**Problem**
What you return must match the listing below line for line, minus its pictures.

□ □ □ □

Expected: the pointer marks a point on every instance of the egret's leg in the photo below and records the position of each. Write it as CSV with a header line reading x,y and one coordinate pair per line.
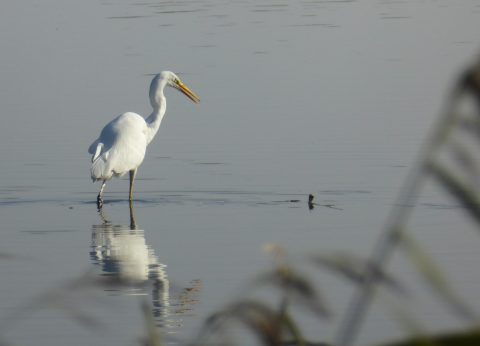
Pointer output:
x,y
100,195
133,172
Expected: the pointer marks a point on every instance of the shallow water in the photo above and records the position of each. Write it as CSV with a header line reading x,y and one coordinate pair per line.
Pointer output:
x,y
331,98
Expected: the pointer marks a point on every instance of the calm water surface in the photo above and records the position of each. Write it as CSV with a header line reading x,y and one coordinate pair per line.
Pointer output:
x,y
324,97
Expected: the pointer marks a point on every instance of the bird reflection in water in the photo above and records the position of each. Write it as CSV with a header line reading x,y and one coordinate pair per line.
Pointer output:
x,y
122,251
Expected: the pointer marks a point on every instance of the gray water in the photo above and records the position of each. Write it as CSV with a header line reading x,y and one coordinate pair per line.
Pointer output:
x,y
331,98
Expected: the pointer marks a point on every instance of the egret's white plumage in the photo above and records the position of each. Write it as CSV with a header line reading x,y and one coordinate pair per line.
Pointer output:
x,y
121,146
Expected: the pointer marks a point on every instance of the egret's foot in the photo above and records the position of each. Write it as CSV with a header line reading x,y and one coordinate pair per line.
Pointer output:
x,y
99,202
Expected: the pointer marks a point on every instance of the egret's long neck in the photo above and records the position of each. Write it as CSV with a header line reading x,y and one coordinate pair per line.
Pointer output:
x,y
155,119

□ □ □ □

**Response box**
Expected: the pointer marks a point on every instance of the egret's leg in the photo below and records the position of each. Write it as CSV with a header line reading x,y and one coordinate pair per line.
Pointer output:
x,y
100,195
133,172
Expected: the pointer marks a point on every instance of the shallow water in the photo above and records the position of each. Write it as CSV with a header line reading x,y and one coordinate pair per line.
Pointer output:
x,y
331,98
Expected: the pointer marks a point on every instance of the calm water surface in the photo above and records the position of each. Write it as CSV with a header line reading x,y and one coordinate pair per line.
Pointer output:
x,y
324,97
Expected: the pointer marks a point on every instance of the bird reflection in water in the photo above and records the position of each. Write it as CSV with a header line reading x,y and one coordinate pair per line.
Pointer output:
x,y
122,251
Expected: the pointer marks a point on every instance of the gray water in the photo above and records the position of each. Write it as CSV with a header line reading x,y and one coordinate pair per line.
Pointer output:
x,y
331,98
Expected: the pointer marks a point on every instance of the egret's white plumage in the photo above and records the position of each. Write it as CSV with a header line reading x,y and one coordinate pair per line.
Pointer output:
x,y
121,146
Expected: the pointer marks a point on every instance of the egret's foot in the photo above and records the position of each. Write it as CSV with a header line reading x,y and one coordinate pair per line.
Pointer output:
x,y
99,202
Expected: the pointer marks a point on every instance of the egret's long neck in the photo above and records the position of each. Write it as CSV with a header line reading x,y and one coordinate pair per line.
Pointer output:
x,y
155,119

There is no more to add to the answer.